[Work to be completed]
Each record in the listing below is to be duplicated exactly.

========================================================================

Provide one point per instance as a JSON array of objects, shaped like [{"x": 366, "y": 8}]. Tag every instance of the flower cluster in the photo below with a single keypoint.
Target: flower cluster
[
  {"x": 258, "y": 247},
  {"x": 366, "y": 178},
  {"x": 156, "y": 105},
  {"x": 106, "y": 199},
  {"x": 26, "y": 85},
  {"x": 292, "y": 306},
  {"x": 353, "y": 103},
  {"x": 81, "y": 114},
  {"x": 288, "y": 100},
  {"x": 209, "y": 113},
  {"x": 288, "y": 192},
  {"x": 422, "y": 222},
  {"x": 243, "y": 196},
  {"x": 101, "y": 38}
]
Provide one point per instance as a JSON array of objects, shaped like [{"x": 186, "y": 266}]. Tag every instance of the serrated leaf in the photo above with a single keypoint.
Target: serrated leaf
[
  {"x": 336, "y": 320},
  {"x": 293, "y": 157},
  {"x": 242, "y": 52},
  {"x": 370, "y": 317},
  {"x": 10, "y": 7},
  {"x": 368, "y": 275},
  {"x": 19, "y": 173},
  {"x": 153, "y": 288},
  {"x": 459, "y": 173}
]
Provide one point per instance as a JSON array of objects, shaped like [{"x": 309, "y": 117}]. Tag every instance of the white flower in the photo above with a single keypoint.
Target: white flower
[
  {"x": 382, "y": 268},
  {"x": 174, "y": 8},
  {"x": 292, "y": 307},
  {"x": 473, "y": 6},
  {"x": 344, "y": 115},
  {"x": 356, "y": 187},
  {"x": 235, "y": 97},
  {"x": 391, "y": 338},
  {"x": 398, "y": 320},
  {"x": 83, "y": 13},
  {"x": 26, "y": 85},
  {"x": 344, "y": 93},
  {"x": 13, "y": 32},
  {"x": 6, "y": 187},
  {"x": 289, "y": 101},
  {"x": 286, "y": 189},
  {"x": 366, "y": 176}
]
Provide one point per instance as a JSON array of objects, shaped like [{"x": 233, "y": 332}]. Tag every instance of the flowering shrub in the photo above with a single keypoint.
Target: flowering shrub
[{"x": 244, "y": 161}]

========================================================================

[Solved problem]
Provide one point per instance as a JSON array of objects, shaped like [{"x": 366, "y": 8}]. Tag every instance of the flower cluster in the photo below with a single keypoint.
Target: flower cluster
[
  {"x": 258, "y": 247},
  {"x": 366, "y": 178},
  {"x": 156, "y": 105},
  {"x": 106, "y": 199},
  {"x": 26, "y": 85},
  {"x": 292, "y": 306},
  {"x": 353, "y": 103},
  {"x": 81, "y": 114},
  {"x": 288, "y": 100},
  {"x": 209, "y": 113},
  {"x": 288, "y": 192},
  {"x": 422, "y": 222},
  {"x": 243, "y": 196},
  {"x": 101, "y": 38}
]
Provide one point per instance as a JSON array of objects, shaped like [{"x": 186, "y": 266}]. Tag every instance of the serrated leaf in the photo above with a single keypoint.
Target: serrated leaf
[
  {"x": 336, "y": 320},
  {"x": 293, "y": 157},
  {"x": 242, "y": 52},
  {"x": 370, "y": 317},
  {"x": 10, "y": 7},
  {"x": 368, "y": 275},
  {"x": 19, "y": 173},
  {"x": 153, "y": 288},
  {"x": 459, "y": 173}
]
Provide one point per instance as a JSON array of objects, shaped like [{"x": 309, "y": 117}]. Tag every instance of the white flower in the photo above with a single keypoint.
Target: white flower
[
  {"x": 382, "y": 268},
  {"x": 174, "y": 8},
  {"x": 292, "y": 307},
  {"x": 473, "y": 6},
  {"x": 344, "y": 115},
  {"x": 356, "y": 187},
  {"x": 235, "y": 97},
  {"x": 391, "y": 338},
  {"x": 398, "y": 320},
  {"x": 83, "y": 13},
  {"x": 26, "y": 85},
  {"x": 344, "y": 93},
  {"x": 13, "y": 32},
  {"x": 6, "y": 187},
  {"x": 289, "y": 101},
  {"x": 286, "y": 189},
  {"x": 366, "y": 176}
]
Provide one point per instance as a JSON array of objects, shaped like [{"x": 233, "y": 332}]. Tag every instance of the flowering shrub in the photo above with a single keypoint.
Target: flowering shrub
[{"x": 244, "y": 161}]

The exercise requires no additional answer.